— THE PROBLEM —
Extract each line from the items below that contains the string "tomato".

— RECORD EXTRACTS —
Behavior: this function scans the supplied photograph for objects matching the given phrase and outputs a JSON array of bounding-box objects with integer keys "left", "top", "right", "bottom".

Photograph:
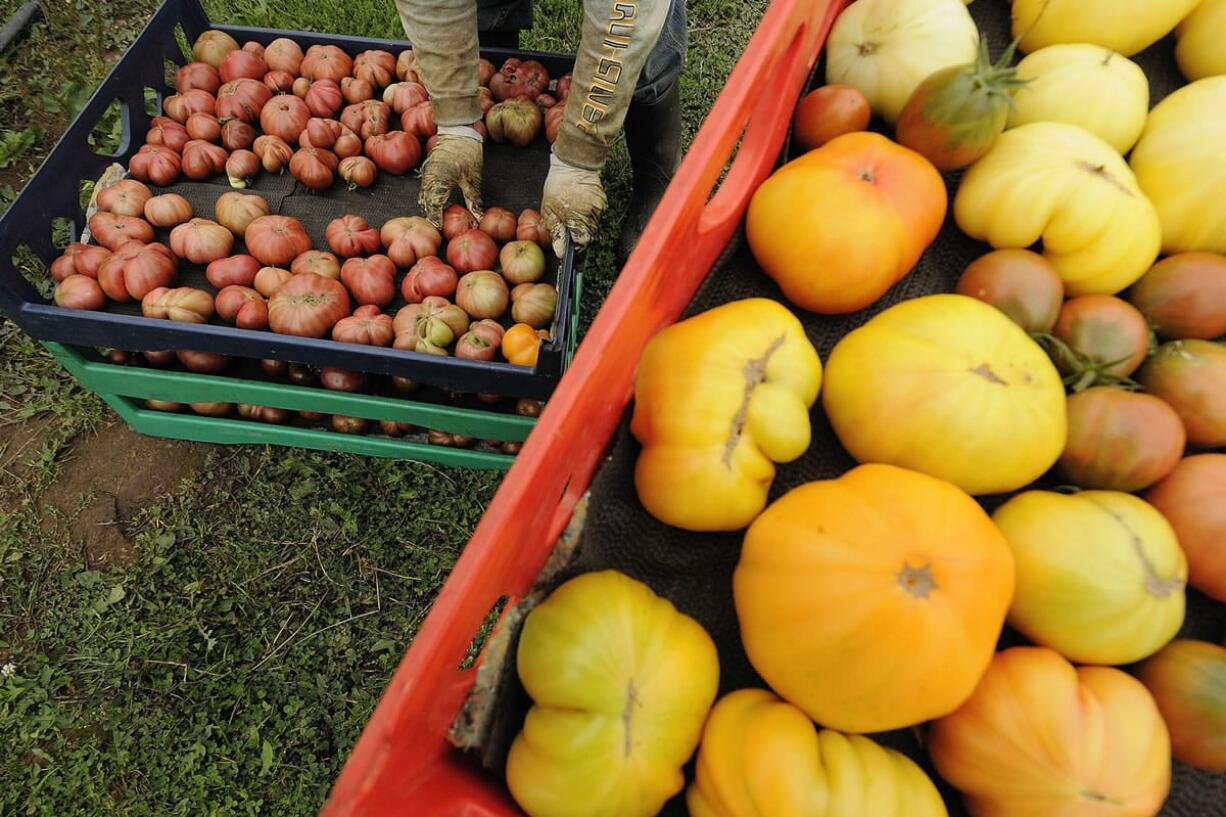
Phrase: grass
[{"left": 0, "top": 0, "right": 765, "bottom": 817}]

---

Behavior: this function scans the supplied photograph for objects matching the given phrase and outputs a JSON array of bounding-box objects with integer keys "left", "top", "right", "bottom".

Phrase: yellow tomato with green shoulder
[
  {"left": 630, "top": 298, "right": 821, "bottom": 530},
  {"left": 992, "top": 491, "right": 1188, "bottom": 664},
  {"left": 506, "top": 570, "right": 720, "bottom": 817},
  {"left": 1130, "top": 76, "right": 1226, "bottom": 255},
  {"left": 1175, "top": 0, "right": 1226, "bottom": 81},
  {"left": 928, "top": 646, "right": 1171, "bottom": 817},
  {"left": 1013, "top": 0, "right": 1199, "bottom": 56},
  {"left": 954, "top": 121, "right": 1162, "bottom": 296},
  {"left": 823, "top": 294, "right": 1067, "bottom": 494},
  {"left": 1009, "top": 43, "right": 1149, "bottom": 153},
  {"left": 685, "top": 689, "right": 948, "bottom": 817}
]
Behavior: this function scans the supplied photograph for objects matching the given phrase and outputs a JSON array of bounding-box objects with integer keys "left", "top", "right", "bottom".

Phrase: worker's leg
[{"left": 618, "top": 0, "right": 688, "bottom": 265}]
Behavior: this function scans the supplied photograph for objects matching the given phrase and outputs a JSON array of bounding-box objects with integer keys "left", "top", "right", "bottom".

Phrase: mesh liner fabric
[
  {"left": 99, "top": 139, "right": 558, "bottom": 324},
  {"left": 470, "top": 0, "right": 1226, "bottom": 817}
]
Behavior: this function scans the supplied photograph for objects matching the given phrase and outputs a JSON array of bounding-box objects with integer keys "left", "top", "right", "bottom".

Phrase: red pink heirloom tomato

— ANSWER TO THE PROBLEM —
Phrase: yellow tomato with green shoulder
Phrase: red pink heirloom tomato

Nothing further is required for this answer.